## Start EXTRACTED ENTRIES

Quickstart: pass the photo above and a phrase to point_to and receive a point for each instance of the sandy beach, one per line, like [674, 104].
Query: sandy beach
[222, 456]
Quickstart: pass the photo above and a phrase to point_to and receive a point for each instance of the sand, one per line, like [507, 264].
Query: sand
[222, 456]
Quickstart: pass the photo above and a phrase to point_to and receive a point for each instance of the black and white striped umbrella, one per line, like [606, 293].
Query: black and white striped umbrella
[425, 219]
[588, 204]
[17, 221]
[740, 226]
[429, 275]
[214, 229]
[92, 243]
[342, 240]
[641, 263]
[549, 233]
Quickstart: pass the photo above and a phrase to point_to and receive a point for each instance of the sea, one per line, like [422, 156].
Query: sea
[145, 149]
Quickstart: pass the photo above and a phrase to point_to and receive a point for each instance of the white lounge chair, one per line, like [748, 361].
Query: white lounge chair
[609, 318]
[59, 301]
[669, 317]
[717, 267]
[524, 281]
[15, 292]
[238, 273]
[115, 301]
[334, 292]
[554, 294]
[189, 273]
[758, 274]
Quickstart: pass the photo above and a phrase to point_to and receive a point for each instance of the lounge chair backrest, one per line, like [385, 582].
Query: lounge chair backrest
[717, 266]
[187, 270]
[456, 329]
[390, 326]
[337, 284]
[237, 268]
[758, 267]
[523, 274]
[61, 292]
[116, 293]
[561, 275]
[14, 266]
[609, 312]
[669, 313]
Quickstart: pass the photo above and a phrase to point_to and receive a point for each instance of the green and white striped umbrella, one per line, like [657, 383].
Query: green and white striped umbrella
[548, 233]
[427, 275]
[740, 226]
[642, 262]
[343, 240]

## End EXTRACTED ENTRIES

◆ PROMPT ◆
Rewrite all the records above, changing every "point_to" to "find_points" and keeping everything else the same.

◆ ANSWER TO THIS TASK ◆
Quickstart: pass the photo above and a phrase to find_points and receive a point for each instance of the sandy beach, one per line, like [674, 104].
Query: sandy beach
[222, 456]
Quickstart: pass the photo above and a phrase to find_points and receive a point for each instance of the sand, one per line, like [507, 264].
Query: sand
[222, 456]
Quickstart: pass the photo above and a phrase to find_points and receive a point for each instance of the black and white striped umbrella, one per line, like [606, 293].
Query: black and white striped umbrella
[425, 219]
[588, 204]
[17, 221]
[740, 226]
[429, 275]
[214, 229]
[92, 243]
[342, 240]
[641, 263]
[549, 233]
Quickstart: pass the photo above and a phrase to find_points and receive a point for each instance of the sea, one per line, like [422, 156].
Query: sea
[145, 149]
Quickstart: pass the photo above and a phrase to find_points and receive a point for each instance of the white lounge chair, one per line, like [748, 361].
Query: white lounge chair
[609, 318]
[59, 301]
[669, 317]
[717, 267]
[524, 281]
[15, 292]
[238, 273]
[115, 301]
[334, 292]
[554, 294]
[189, 273]
[758, 274]
Quickstart: pass the photo above and a phrase to find_points and receive a point for each instance of the lounge chair backrest, one per line, like [385, 582].
Query: lounge chair backrest
[717, 266]
[187, 270]
[456, 329]
[390, 326]
[337, 284]
[237, 268]
[758, 267]
[523, 274]
[61, 292]
[116, 293]
[561, 275]
[14, 266]
[609, 312]
[669, 313]
Quickstart: pass the photo above and a phrase to find_points and receive a point for each instance of the green and white striped umbrella, one per line, like [657, 383].
Query: green and white striped umbrella
[548, 233]
[427, 275]
[740, 226]
[642, 262]
[343, 240]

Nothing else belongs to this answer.